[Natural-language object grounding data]
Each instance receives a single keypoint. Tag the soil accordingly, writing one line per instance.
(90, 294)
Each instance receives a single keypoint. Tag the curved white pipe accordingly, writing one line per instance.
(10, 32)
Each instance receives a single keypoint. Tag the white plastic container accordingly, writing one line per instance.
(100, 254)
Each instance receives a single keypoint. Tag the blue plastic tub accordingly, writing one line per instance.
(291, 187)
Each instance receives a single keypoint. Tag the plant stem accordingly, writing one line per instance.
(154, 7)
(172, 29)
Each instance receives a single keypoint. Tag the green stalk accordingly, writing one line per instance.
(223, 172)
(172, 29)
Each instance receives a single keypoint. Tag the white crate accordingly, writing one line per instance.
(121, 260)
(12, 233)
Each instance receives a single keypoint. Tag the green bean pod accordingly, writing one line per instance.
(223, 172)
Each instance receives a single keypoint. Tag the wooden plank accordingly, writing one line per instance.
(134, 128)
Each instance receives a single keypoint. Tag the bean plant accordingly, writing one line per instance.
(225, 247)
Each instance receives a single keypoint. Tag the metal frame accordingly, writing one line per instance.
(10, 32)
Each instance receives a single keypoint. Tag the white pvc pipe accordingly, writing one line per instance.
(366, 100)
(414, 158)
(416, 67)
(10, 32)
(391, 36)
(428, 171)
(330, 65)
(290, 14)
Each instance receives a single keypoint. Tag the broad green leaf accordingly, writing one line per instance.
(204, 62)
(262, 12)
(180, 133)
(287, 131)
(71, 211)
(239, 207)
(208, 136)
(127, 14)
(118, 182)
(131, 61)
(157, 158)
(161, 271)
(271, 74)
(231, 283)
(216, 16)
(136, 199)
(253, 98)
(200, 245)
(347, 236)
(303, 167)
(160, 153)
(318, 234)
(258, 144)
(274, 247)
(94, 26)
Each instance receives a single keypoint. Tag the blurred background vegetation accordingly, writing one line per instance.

• WHAT THE TASK REQUIRES: From start to finish, retype the records above with complete accuracy.

• SOLUTION TO THE PROBLEM:
Each instance receives a single keypoint. Tag the soil accordingly, writing one line per instance.
(90, 294)
Each instance receives a single keypoint. Tag the curved white pipe accordingly, writing one line per instance.
(10, 32)
Each instance receives a single keypoint. Tag the white plastic container accordingly, writing one line per instance.
(100, 254)
Each instance receives a single keypoint. Tag the blue plastic tub accordingly, writing one line per instance.
(291, 187)
Each instance receives a single keypoint. Tag the plant stem accordingly, writing one line per instance.
(154, 7)
(172, 29)
Each instance receives a single keypoint. Tag the green stalk accordingly, writing one line per instance.
(223, 172)
(172, 29)
Each instance receives a single keypoint. Tag the white crate accordingly, writing one line per instance.
(121, 260)
(12, 233)
Each instance receives a single keypoint. Tag the green bean pod accordingly, writing one line per instance.
(223, 172)
Each instance receives a single keypoint. Tag the wooden plank accordingly, writing one line per instance.
(134, 128)
Each instance receives a single keypoint. Tag the bean plant accordingly, writing one line per instance.
(225, 247)
Each instance receives a single keypoint. Tag the metal frame accordingly, writing one line per instance.
(10, 32)
Each instance receives a single keypoint. Tag the white pvc pipe accordingly, writing one line per instance.
(366, 100)
(414, 158)
(416, 67)
(10, 32)
(391, 36)
(428, 171)
(330, 65)
(290, 14)
Each instance receives a single keypoint. Tag the broad green leaf accordingly, writing one line per instance.
(204, 62)
(262, 12)
(180, 133)
(287, 131)
(71, 211)
(239, 207)
(208, 136)
(127, 14)
(118, 182)
(131, 61)
(157, 158)
(161, 271)
(271, 74)
(231, 283)
(216, 16)
(136, 199)
(253, 98)
(200, 245)
(347, 236)
(303, 167)
(160, 153)
(318, 234)
(258, 144)
(274, 247)
(94, 26)
Each instance receives a single keypoint. Tag the blurred background vegetation accordingly, writing one line per instance.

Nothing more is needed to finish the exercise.